Try it. Starting at the first line of the entries below, restate each line exactly until you reach the line with "Q: Point to every instance of the stone column", and print that one too. Leave the pictures out and stop there.
----------
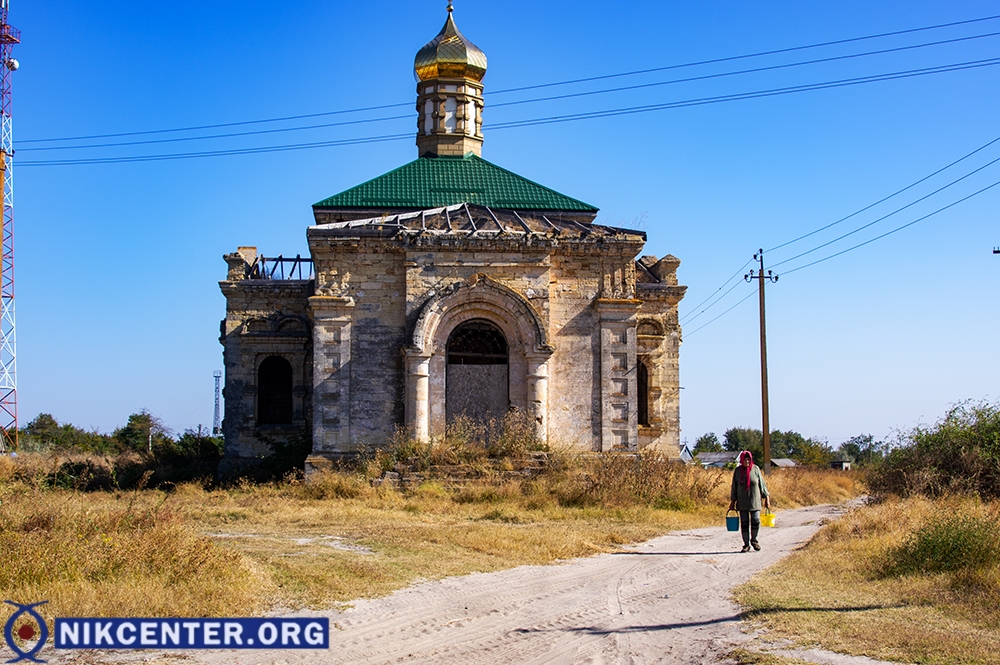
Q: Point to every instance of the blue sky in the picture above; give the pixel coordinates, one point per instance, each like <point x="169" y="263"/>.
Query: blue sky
<point x="117" y="264"/>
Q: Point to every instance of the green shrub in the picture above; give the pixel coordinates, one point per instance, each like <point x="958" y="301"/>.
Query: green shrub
<point x="958" y="455"/>
<point x="961" y="542"/>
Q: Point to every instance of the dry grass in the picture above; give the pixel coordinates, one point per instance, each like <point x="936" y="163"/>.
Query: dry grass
<point x="251" y="548"/>
<point x="836" y="592"/>
<point x="115" y="554"/>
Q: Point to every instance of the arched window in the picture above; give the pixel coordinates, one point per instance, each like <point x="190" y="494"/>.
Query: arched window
<point x="477" y="381"/>
<point x="274" y="392"/>
<point x="477" y="342"/>
<point x="642" y="379"/>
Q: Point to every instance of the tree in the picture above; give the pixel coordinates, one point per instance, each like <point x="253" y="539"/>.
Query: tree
<point x="737" y="439"/>
<point x="812" y="453"/>
<point x="862" y="449"/>
<point x="45" y="433"/>
<point x="707" y="443"/>
<point x="142" y="430"/>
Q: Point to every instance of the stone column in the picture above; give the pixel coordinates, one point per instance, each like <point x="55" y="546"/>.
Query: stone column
<point x="332" y="318"/>
<point x="418" y="395"/>
<point x="619" y="415"/>
<point x="538" y="393"/>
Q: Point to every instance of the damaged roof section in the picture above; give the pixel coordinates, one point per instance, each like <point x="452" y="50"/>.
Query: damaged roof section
<point x="475" y="221"/>
<point x="429" y="182"/>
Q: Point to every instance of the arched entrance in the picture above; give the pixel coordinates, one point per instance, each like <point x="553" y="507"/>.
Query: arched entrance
<point x="274" y="392"/>
<point x="478" y="379"/>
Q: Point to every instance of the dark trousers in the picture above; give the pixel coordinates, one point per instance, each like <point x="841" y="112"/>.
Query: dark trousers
<point x="749" y="525"/>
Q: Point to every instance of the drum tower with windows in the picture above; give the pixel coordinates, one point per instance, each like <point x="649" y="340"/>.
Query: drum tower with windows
<point x="451" y="287"/>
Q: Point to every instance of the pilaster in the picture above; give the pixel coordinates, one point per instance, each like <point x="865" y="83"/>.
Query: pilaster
<point x="619" y="388"/>
<point x="332" y="325"/>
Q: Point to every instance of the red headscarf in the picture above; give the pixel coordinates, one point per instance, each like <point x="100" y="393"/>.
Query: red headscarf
<point x="747" y="455"/>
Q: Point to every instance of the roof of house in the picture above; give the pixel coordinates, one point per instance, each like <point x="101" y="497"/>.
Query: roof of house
<point x="720" y="459"/>
<point x="429" y="182"/>
<point x="475" y="221"/>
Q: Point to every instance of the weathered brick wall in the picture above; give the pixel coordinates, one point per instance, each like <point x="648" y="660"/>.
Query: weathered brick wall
<point x="263" y="318"/>
<point x="596" y="317"/>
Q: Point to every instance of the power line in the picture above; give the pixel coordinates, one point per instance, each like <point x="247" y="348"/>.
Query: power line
<point x="219" y="153"/>
<point x="218" y="136"/>
<point x="522" y="88"/>
<point x="899" y="228"/>
<point x="754" y="70"/>
<point x="749" y="55"/>
<point x="689" y="318"/>
<point x="739" y="302"/>
<point x="876" y="78"/>
<point x="884" y="217"/>
<point x="898" y="210"/>
<point x="883" y="200"/>
<point x="514" y="103"/>
<point x="551" y="119"/>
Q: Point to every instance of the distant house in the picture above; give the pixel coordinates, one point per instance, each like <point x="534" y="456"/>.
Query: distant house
<point x="726" y="458"/>
<point x="717" y="459"/>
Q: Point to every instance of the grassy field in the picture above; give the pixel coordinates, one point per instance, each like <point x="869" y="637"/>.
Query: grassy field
<point x="253" y="548"/>
<point x="912" y="580"/>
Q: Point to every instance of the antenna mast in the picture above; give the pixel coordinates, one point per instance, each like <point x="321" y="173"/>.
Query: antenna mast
<point x="8" y="358"/>
<point x="216" y="423"/>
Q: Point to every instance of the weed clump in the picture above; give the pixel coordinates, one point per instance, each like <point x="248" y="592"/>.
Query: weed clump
<point x="960" y="542"/>
<point x="958" y="455"/>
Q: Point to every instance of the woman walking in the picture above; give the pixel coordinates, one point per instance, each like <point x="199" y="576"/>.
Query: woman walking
<point x="747" y="492"/>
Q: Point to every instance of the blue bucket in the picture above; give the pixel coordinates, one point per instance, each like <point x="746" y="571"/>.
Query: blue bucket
<point x="732" y="522"/>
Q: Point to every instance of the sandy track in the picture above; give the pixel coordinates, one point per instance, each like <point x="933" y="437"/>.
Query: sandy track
<point x="663" y="601"/>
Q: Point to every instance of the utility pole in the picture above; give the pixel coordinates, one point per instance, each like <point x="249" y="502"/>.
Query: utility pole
<point x="9" y="36"/>
<point x="765" y="424"/>
<point x="216" y="421"/>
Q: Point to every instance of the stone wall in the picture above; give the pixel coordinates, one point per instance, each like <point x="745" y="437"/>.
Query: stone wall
<point x="369" y="346"/>
<point x="263" y="318"/>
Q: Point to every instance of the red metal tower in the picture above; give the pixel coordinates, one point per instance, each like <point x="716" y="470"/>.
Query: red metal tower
<point x="8" y="357"/>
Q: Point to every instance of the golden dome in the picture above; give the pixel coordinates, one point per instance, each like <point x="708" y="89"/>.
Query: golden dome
<point x="450" y="54"/>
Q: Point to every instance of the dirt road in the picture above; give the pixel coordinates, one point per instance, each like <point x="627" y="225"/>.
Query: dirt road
<point x="662" y="601"/>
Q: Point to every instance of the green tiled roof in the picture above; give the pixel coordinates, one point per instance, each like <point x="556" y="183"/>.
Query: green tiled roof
<point x="430" y="182"/>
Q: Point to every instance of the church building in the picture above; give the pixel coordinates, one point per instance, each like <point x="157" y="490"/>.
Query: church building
<point x="451" y="286"/>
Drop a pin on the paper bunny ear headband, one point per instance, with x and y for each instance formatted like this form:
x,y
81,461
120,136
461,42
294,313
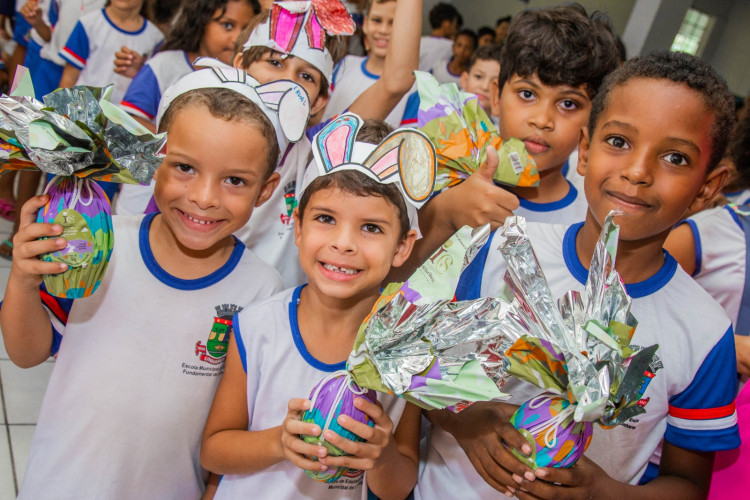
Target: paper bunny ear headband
x,y
300,29
405,158
284,102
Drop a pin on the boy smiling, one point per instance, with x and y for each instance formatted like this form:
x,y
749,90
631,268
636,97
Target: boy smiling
x,y
637,158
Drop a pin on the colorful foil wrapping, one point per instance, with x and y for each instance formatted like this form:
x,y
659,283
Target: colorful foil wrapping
x,y
576,348
460,129
331,397
79,136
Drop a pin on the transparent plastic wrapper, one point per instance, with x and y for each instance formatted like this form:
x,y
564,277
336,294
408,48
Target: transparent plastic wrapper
x,y
460,129
576,349
77,135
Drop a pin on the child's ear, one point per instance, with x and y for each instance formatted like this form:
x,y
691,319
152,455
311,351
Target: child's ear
x,y
266,190
495,98
237,63
404,248
297,226
713,183
583,151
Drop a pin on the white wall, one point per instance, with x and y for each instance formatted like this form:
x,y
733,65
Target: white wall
x,y
478,13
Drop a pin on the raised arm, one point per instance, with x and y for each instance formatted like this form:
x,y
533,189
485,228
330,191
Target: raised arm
x,y
401,60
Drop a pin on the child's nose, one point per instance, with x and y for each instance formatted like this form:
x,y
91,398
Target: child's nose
x,y
204,194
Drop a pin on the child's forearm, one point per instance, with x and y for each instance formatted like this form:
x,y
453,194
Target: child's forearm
x,y
26,327
401,60
242,452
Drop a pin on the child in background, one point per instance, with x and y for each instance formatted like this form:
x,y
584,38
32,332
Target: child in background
x,y
482,71
485,36
354,74
449,70
444,21
47,76
350,229
552,64
133,379
637,158
203,28
90,50
270,234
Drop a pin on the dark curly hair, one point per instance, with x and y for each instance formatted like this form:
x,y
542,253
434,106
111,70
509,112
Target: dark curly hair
x,y
230,106
561,45
443,12
189,24
683,68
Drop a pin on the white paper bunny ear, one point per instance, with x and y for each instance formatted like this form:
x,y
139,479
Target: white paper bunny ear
x,y
406,157
334,145
284,102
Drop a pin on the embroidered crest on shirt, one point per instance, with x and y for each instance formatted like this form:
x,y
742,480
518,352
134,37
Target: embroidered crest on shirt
x,y
215,349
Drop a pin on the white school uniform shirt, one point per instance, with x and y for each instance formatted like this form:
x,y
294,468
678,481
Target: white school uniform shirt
x,y
433,48
70,12
443,74
92,46
132,384
568,210
279,367
350,80
157,75
270,231
720,256
689,402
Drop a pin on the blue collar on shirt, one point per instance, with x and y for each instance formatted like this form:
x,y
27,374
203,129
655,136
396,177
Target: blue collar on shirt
x,y
179,283
635,290
301,347
552,206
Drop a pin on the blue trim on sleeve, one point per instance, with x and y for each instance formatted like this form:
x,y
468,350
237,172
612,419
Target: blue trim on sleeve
x,y
136,32
238,339
470,282
710,440
567,200
635,290
715,383
697,244
77,45
179,283
735,216
368,74
144,93
300,344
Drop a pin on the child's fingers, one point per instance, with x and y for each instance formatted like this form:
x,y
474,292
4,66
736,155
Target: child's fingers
x,y
30,209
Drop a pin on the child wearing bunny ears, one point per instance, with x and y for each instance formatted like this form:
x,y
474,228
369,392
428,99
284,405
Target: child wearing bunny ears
x,y
138,361
354,222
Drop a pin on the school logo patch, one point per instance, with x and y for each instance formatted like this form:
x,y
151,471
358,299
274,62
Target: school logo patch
x,y
215,349
290,201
----------
Answer space.
Q: Point to every instance of the blue sky in the picture above; give the pixel coordinates, one point per instance, each like <point x="169" y="263"/>.
Query: blue sky
<point x="117" y="264"/>
Q: Point to every instance of the green shrub in the picture above; give the pixel coordinates, one point per instance, each like <point x="958" y="301"/>.
Query: green shrub
<point x="958" y="455"/>
<point x="961" y="542"/>
Q: Point to every instance of the dry grass in the picture above; give the pixel coordinates, one point per instance, each like <point x="936" y="163"/>.
Query: dry grass
<point x="251" y="548"/>
<point x="836" y="592"/>
<point x="115" y="554"/>
Q: Point to every instance of the arched window in the picture above; give the pixel coordinates, one point per instance, each like <point x="190" y="494"/>.
Query: arched window
<point x="477" y="381"/>
<point x="274" y="392"/>
<point x="477" y="342"/>
<point x="642" y="379"/>
Q: Point to every instance of the tree in the picture above; give the pixel coordinates, one point per instance, each like <point x="253" y="539"/>.
Query: tree
<point x="737" y="439"/>
<point x="812" y="453"/>
<point x="862" y="449"/>
<point x="45" y="433"/>
<point x="707" y="443"/>
<point x="142" y="430"/>
Q: Point to every instance of the stone column in the picture above; give the pixel coordinates, one point per instance, each like <point x="55" y="546"/>.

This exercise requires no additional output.